-- Input material --
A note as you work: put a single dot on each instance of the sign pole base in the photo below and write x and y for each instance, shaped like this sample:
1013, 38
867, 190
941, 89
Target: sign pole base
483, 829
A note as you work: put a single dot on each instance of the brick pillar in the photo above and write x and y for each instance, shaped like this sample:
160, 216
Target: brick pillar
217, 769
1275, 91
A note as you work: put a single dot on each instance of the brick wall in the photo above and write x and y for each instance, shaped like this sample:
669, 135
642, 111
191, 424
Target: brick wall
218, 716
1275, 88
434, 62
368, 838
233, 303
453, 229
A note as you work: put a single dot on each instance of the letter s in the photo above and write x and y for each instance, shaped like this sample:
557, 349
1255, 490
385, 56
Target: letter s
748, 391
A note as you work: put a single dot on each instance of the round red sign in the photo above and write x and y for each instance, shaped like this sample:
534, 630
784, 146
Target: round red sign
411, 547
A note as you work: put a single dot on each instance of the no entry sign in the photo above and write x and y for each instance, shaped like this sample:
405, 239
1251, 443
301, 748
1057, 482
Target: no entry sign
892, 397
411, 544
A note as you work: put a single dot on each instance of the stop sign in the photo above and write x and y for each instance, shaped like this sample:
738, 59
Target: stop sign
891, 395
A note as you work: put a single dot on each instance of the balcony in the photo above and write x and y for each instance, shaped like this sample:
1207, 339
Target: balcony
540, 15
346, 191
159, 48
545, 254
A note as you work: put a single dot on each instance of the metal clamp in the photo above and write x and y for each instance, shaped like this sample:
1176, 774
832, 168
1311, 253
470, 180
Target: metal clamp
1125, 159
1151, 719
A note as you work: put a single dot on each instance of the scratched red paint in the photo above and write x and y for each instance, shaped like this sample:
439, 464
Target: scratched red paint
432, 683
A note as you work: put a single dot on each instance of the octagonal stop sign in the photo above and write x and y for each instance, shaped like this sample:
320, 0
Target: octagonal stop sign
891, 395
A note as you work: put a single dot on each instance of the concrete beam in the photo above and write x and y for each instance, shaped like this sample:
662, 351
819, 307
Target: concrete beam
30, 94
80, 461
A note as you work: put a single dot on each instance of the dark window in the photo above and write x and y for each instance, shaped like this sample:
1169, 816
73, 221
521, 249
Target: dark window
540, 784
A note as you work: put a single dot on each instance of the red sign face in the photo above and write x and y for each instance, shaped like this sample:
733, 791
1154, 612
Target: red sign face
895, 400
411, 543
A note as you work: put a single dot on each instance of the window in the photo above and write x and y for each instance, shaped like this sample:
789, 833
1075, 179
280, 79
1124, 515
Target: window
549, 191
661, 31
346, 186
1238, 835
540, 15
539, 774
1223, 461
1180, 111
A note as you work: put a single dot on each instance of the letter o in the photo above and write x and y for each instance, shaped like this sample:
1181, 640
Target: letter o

-- Exercise requirements --
Output the records verbatim, from the first line to the last.

-- Solved problem --
A note as you work: put a single dot on each instance of the sign pole base in the photo below and write x and y for each instance, shaped like this sample:
1013, 38
867, 190
941, 89
Target: sign pole base
483, 829
A note as you work: put a single dot on each instance of the brick pillar in the photo above and write x and y for each instance, shaped like this sample:
160, 216
Target: brick pillar
217, 769
1275, 91
A note as you work: put a single dot on each instance of the brick wall in the photo above and write x and y for each instance, shaped like this sample:
669, 135
642, 111
191, 424
Target: brick wall
218, 716
1275, 88
434, 62
368, 838
233, 303
453, 229
A note as you work: put a single dot on each instance of the letter s in the photo above and write x and y for each instance, shaped like this sample:
557, 349
1255, 490
385, 56
Target: letter s
748, 391
A note as you work: put a single dot on each instance of the round red sign in the photo above and write x and y for each instance, shaped like this sample:
534, 630
784, 146
Target: round red sign
411, 547
A note as you work: put a single dot on each instance of the no entry sign in the photo above and write x and y for each instance, shaped like this sample:
405, 239
1251, 443
301, 748
1057, 482
Target: no entry sign
892, 397
411, 544
A note as you work: put a single dot on each instance of the stop sign in the photo above and write x and y for each instance, shaped like this sample:
738, 59
Target: stop sign
891, 395
A note as you work: put a single dot on each instance of the balcony in the photo above and write x and y for each instance, shaped like this sample:
1207, 339
Target: balcony
540, 15
346, 191
159, 48
545, 254
A note as you work: put a single dot on each instance of the metal clamp in the photo above and write x and y for each instance, shaped like this sample:
1176, 774
832, 168
1311, 253
470, 180
Target: metal clamp
1125, 159
1151, 719
A note as you work: put a single dot on each instance of the scratched red paint in the photo above and write x and y for each instance, shaped like this sample:
439, 464
Target: scratched red paint
432, 683
A note as you work: put a single dot on each instance of the octagonal stop sign in the photo above and write x and y for each instance, shaped like this sample:
320, 0
Target: octagonal stop sign
891, 395
A note as you work: put a single dot on each instance of the concrete beam in the photo above and write x and y for each instance, shaped like this sample:
662, 351
819, 307
Target: concrete beam
30, 94
80, 461
A note as you work: put a single dot on each instance of the dark window in the photo above and write x and y for each instance, shaped like this sample:
1169, 816
73, 221
521, 249
Target: dark window
540, 784
A note as you work: put a single dot on each instance of the red sign face in the photo above and write x and y for each instance, shaped like this sample:
733, 791
1154, 612
Target: red sign face
895, 400
411, 543
A note as you work: put a single dot on each instance of the window in the photo above and write x and y for each instance, shaped like this sample:
789, 833
1075, 179
280, 79
1124, 515
Target: window
549, 191
661, 31
346, 186
1238, 835
540, 15
539, 774
1223, 461
1180, 111
A note as you work: put a single dot on each instance of the letter o in the photo above and write x and y for each instance, shaped like this sample:
1181, 640
Target: letter o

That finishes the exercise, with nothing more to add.